┌─ Supplied text

Relatively bad thing is being responsible for Codes/Rapids. Its also an Open ICU but I'm Ok with that generally.

Again, this is the first offer I've even gotten. My first and only job in life has been being a resident. I dont know what QI/RVU entails and how negotiating is supposed to work. I have no idea if I should just take this first offer and quit to prevent any more anxiety.

Can anyone please help?
Career nocturnist here.

Money wise the offer is average.

$165/hr could be better but definitely not the worst. I used to say nocturnists shouldn't get out of bed for anything less than $150. That's still true, but in the last couple years I'd say that's gotten closer to $175. I'll still work for 160s but it has to be cake.

I agree with some sentiments that 7 on/7 off is not sustainable long term. I've done stretches upto 10-12 nights before but that's the exception in order to have 3-4 weeks off to travel. By night 6-7 you're going to really feel it. The sweet spot is 3-5 in a row.

Also agree with open ICU. Personally that's a line in the sand i won't consider crossing but here in the northeast we don't have an issue staffing units with intensivists. That said some folks right out of residency coming from ICU oriented programs would be quite comfortable with it. Every ICU has different acuities, those in smaller hospitals might be packed with stuff I'm already comfortably managing in my cardiac or step down floors. For example the only things I can't do on my floors are intubations, titratable drips (pressors/nitro/insulin) and amio for VT. I routinely bipap, manage severe withdrawal with phenobarb, start fixed dose levophed, amio drip for afib. Like I said, not a line i would consider crossing but it'd be important to tease out what kind of ICU you'd be dealing with, whether you have remote intensivist support for vent management and who is responsible for procedures. If you're comfortable with lines and like doing them, keep those skills up or you'll lose them in a year. You should never be intubating- no matter how comfortable you are. That should always be anesthesia, icu or ER's job.

└─

_Required work_
Can you extend the forum discussion about the nocturnist job offer past its last sentence? These records have no connection to the forum discussion above.

┌─ Data listing

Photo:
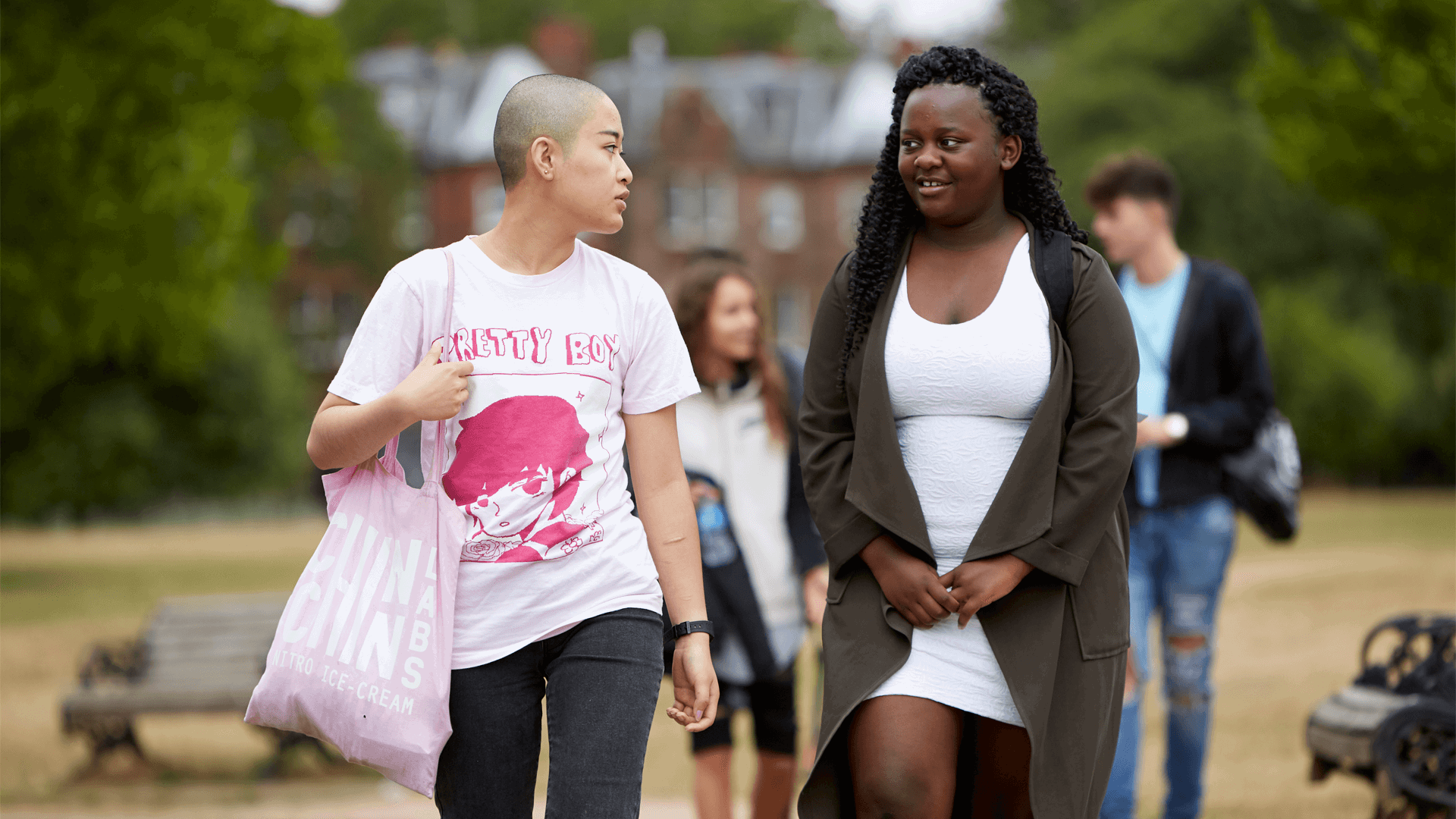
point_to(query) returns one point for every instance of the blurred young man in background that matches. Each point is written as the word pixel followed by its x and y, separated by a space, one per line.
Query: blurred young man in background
pixel 1204 387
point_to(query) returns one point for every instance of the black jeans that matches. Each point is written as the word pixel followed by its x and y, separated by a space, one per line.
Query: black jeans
pixel 601 681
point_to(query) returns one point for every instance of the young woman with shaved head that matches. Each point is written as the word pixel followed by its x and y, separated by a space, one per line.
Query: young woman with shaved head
pixel 558 354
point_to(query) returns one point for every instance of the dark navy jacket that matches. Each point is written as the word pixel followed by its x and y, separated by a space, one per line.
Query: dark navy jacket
pixel 1219 378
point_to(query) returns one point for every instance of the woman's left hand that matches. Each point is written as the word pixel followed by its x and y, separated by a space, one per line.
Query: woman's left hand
pixel 695 684
pixel 983 582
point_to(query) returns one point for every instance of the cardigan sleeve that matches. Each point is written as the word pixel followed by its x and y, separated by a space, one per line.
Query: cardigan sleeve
pixel 827 435
pixel 1097 450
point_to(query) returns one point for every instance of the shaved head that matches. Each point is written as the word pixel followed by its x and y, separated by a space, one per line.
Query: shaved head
pixel 545 105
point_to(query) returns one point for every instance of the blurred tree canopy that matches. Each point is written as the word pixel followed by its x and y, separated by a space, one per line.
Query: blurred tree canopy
pixel 1359 96
pixel 693 28
pixel 1348 267
pixel 137 146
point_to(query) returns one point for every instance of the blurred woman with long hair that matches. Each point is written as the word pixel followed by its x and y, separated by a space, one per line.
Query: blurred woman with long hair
pixel 967 428
pixel 764 563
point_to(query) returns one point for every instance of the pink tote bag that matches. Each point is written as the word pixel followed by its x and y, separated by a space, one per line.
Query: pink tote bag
pixel 362 656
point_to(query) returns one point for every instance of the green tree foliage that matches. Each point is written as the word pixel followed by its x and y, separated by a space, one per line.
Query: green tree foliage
pixel 692 27
pixel 140 357
pixel 1353 349
pixel 1359 98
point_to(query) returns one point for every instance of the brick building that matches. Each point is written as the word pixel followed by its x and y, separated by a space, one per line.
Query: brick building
pixel 764 153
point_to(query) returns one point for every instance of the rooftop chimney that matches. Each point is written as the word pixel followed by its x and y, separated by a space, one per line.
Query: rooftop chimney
pixel 564 46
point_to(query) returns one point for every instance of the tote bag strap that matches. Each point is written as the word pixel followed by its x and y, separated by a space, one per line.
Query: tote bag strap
pixel 437 463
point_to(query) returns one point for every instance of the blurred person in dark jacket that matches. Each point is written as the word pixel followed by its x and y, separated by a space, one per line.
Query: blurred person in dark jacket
pixel 764 561
pixel 1204 387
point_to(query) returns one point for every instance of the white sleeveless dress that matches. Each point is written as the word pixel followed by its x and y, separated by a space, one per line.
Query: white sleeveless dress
pixel 963 397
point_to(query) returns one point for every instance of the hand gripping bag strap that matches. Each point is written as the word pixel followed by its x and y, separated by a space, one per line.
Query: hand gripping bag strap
pixel 392 447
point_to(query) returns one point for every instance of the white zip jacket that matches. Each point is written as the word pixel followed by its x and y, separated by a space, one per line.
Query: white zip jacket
pixel 724 435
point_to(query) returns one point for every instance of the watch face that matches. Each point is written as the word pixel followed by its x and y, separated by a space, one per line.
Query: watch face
pixel 1175 426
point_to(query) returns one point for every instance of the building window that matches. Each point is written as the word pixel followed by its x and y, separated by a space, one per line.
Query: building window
pixel 783 212
pixel 701 210
pixel 413 228
pixel 851 203
pixel 487 205
pixel 791 312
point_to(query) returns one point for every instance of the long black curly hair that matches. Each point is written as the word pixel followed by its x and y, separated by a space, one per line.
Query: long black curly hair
pixel 889 215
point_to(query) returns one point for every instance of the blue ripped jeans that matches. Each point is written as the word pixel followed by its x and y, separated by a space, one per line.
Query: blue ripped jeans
pixel 1177 563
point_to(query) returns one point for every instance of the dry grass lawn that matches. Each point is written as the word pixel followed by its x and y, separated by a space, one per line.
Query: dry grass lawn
pixel 1291 627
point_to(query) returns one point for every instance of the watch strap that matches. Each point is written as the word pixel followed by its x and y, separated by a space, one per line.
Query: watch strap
pixel 692 627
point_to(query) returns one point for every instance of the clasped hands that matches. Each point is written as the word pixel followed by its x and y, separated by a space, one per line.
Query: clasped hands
pixel 924 598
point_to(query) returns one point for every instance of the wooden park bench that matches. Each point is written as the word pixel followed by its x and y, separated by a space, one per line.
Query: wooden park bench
pixel 197 656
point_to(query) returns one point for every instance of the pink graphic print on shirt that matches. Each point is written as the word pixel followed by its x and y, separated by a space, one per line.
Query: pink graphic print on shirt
pixel 523 471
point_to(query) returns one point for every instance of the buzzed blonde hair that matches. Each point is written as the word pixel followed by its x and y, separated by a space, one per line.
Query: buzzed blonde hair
pixel 545 105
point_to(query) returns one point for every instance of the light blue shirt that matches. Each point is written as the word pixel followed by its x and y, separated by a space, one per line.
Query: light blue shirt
pixel 1155 316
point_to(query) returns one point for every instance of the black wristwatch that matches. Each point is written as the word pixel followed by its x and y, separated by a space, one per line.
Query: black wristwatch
pixel 693 626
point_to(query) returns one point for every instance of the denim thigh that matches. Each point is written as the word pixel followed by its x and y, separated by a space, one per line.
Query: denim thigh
pixel 601 689
pixel 601 681
pixel 1199 545
pixel 488 767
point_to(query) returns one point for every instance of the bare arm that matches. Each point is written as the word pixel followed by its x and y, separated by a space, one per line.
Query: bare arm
pixel 346 433
pixel 672 535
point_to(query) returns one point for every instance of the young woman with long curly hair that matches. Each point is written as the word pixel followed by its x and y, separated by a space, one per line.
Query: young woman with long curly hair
pixel 740 450
pixel 967 433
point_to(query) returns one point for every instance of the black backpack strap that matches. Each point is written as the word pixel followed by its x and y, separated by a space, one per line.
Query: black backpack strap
pixel 1053 270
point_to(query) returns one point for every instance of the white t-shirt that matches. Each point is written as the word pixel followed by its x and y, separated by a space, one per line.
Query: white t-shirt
pixel 535 455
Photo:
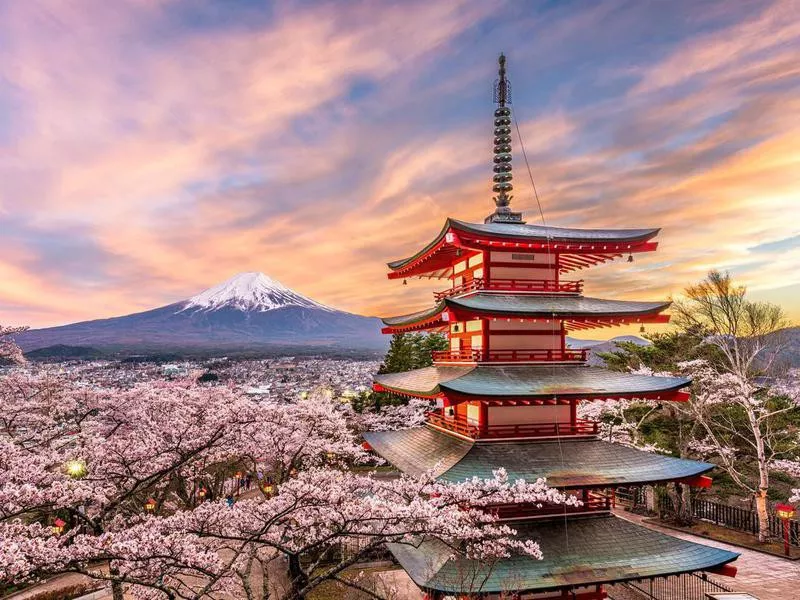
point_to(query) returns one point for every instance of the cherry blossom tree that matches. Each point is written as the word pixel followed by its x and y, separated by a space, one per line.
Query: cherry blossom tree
pixel 127 485
pixel 742 419
pixel 9 351
pixel 748 337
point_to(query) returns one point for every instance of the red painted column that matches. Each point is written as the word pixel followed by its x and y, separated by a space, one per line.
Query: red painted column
pixel 485 337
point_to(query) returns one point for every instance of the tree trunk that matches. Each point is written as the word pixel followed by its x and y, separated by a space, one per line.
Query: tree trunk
pixel 681 502
pixel 687 516
pixel 763 514
pixel 297 578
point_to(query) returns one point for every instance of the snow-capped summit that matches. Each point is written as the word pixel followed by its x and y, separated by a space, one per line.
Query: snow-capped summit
pixel 249 312
pixel 250 292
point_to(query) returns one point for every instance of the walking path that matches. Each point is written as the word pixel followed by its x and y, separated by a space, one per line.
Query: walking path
pixel 764 576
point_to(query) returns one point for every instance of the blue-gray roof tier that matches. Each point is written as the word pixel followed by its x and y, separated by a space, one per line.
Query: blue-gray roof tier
pixel 534 233
pixel 568 463
pixel 578 552
pixel 546 381
pixel 533 305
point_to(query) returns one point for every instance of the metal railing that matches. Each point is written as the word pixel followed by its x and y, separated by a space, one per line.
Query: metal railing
pixel 688 586
pixel 734 517
pixel 515 355
pixel 518 430
pixel 513 285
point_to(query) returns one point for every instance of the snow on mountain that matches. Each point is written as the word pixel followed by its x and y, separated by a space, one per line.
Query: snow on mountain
pixel 610 343
pixel 250 292
pixel 248 311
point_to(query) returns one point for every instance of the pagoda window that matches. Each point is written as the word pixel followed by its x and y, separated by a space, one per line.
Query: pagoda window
pixel 473 414
pixel 473 326
pixel 475 260
pixel 514 415
pixel 522 266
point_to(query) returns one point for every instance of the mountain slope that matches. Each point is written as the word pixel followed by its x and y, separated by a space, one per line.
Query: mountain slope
pixel 249 310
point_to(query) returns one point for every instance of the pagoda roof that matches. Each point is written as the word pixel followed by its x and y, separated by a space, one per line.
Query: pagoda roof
pixel 526 305
pixel 565 463
pixel 578 552
pixel 527 381
pixel 521 232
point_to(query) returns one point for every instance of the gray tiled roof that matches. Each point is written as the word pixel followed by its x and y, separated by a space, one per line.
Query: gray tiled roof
pixel 565 464
pixel 558 234
pixel 527 381
pixel 535 233
pixel 580 551
pixel 531 305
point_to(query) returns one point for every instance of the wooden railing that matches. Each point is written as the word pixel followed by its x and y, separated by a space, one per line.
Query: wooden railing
pixel 513 285
pixel 594 502
pixel 518 430
pixel 515 355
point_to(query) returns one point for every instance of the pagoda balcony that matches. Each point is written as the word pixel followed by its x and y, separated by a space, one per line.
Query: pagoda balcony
pixel 474 355
pixel 546 286
pixel 591 502
pixel 580 427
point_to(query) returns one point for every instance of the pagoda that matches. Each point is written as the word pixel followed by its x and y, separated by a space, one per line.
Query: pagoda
pixel 507 391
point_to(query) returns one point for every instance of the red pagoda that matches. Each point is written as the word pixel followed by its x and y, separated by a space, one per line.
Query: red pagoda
pixel 507 392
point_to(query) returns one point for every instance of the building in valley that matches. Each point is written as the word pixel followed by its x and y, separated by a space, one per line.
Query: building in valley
pixel 507 392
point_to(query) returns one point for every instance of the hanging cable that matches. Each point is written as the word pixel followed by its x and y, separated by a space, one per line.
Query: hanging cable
pixel 553 264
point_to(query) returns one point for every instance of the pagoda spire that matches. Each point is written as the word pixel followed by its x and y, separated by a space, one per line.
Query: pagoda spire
pixel 502 151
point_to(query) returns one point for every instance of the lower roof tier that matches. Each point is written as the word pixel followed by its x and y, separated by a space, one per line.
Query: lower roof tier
pixel 566 464
pixel 568 308
pixel 577 552
pixel 473 382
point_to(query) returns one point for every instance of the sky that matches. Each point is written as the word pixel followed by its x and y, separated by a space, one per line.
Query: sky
pixel 152 148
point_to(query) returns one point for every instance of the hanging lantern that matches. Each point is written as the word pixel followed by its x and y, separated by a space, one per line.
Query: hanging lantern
pixel 76 468
pixel 58 526
pixel 785 511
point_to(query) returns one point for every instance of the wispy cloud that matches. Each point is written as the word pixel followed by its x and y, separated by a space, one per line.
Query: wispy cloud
pixel 154 149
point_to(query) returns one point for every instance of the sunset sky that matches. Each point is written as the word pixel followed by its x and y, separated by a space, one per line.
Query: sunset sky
pixel 152 148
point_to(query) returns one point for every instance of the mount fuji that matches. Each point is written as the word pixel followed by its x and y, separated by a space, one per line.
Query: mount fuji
pixel 249 311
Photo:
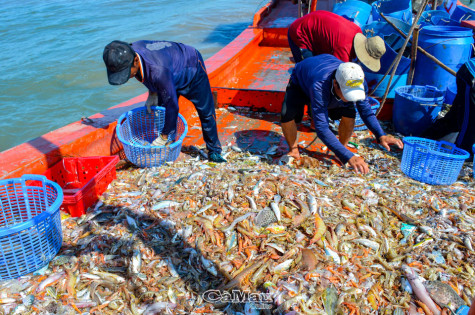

└─

_Response area_
Cross coverage and rapid responses aren't red flags, they're a nocturnist's bread and butter. Cross coverage sucks but rapids add a really meaningful and enjoyable dimension to my nights. You can break the death spirals of very sick patients in 30 minutes and really turn them around, plus the critical care time you'll bill can exceed your admissions.
 
Cross coverage and rapid responses aren't red flags, they're a nocturnist's bread and butter. Cross coverage sucks but rapids add a really meaningful and enjoyable dimension to my nights. You can break the death spirals of very sick patients in 30 minutes and really turn them around, plus the critical care time you'll bill can exceed your admissions.
We have different definitions of this word...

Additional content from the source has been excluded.